EXTRAIT À LIRE:
"""
Les Carthage du monde : Ridha Tlili – 2001

 

Ridha Tlili est né en 1948 à Gafsa, il est le fils d’Ahmed Tlili, cofondateur en 1946 de l’Union générale tunisienne du travail.
Historien spécialiste des mouvements sociaux, du syndicalisme et de la pensée politique, il est aussi membre diplômé de l’Ecole diplomatique de Madrid. Il est actuellement chercheur à L’institut national du Patrimoine et a créé une fondation portant le nom de son père.

Voici quelques extraits du texte inaugural prononcé par Hélé Béji lors de sa venue le 6 avril 2001.

Cher Ridha,

(…) Tu nous fais toucher du doigt que le destin d’un pays ne peut pas tenir tout entier en lui-même qu’en fait, il ne se suffit pas à lui-même. Je dirais qu’un pays qui n’est que lui-même est toujours au-dessous de lui-même, il faut qu’il soit autre chose, et plus que lui-même, pour devenir soi.
"""
LIGNES:
"""
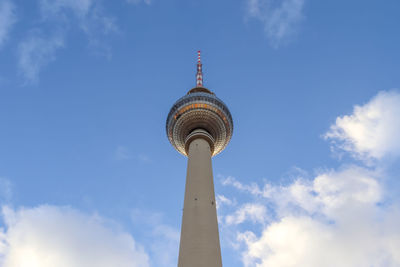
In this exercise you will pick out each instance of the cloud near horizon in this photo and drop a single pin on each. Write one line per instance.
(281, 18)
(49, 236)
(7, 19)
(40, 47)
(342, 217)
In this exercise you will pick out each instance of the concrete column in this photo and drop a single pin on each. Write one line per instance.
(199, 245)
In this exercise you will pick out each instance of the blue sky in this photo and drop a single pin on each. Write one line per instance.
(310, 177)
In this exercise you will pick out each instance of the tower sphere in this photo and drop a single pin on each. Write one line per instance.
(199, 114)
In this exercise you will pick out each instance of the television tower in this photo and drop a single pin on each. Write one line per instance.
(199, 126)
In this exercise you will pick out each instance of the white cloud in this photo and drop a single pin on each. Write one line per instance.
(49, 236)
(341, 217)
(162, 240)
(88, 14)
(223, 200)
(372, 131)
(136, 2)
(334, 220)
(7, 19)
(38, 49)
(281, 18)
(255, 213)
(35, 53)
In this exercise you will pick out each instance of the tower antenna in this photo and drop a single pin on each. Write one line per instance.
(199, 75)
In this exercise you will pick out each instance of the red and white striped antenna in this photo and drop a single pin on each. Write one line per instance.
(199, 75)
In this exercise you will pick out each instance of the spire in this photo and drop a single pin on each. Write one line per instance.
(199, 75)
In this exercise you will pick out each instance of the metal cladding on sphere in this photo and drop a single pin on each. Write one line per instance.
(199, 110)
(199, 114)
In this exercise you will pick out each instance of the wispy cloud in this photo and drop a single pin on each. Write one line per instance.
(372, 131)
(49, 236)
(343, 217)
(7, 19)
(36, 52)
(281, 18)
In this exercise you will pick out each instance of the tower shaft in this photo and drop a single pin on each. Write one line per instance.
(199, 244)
"""
"""
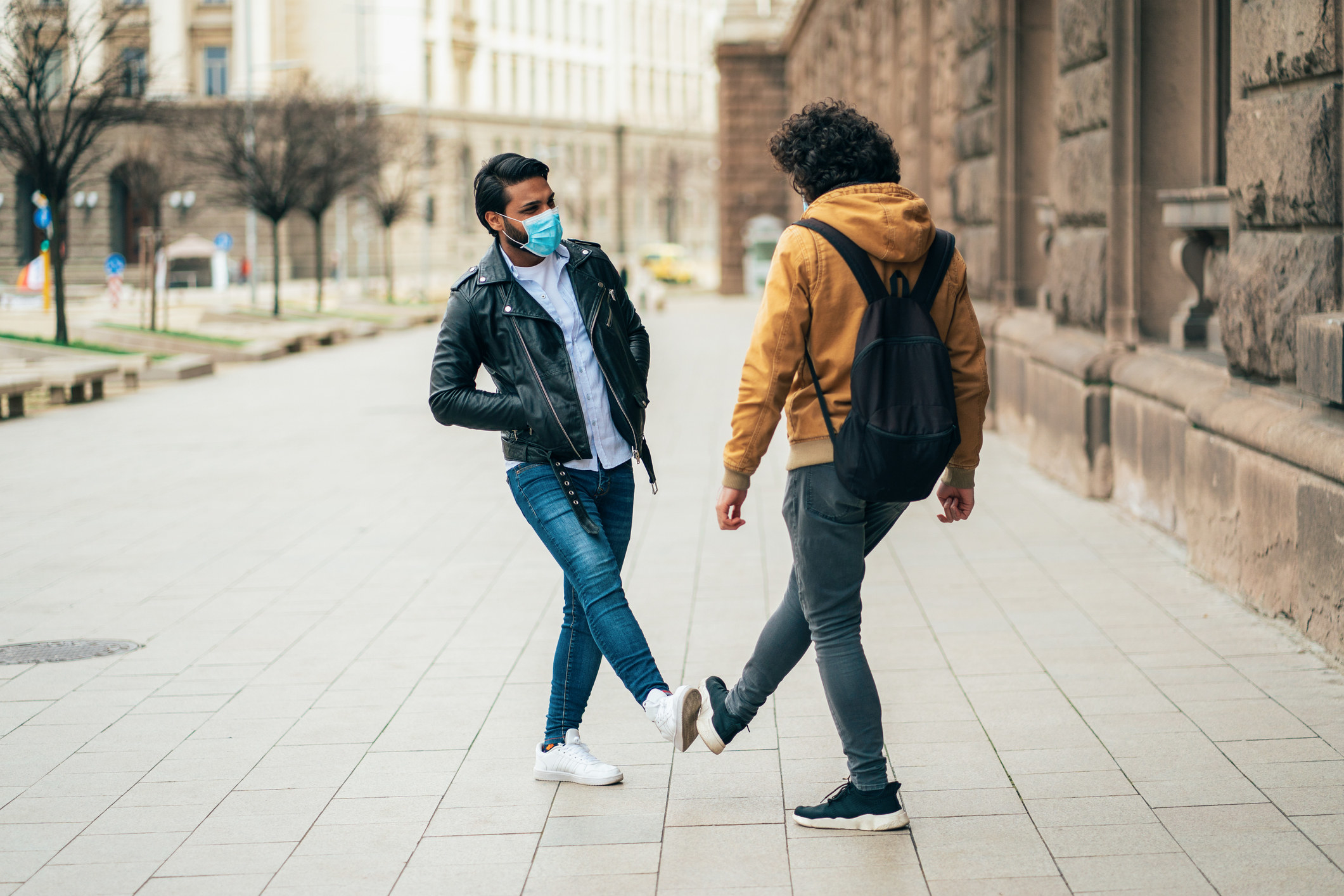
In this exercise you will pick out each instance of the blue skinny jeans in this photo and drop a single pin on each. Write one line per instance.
"""
CONSIGNE:
Relevez toutes les personnes désignées par leur nom dans l'extrait consacré à Ridha Tlili.

RÉPONSE:
- Ridha Tlili
- Ahmed Tlili
- Hélé Béji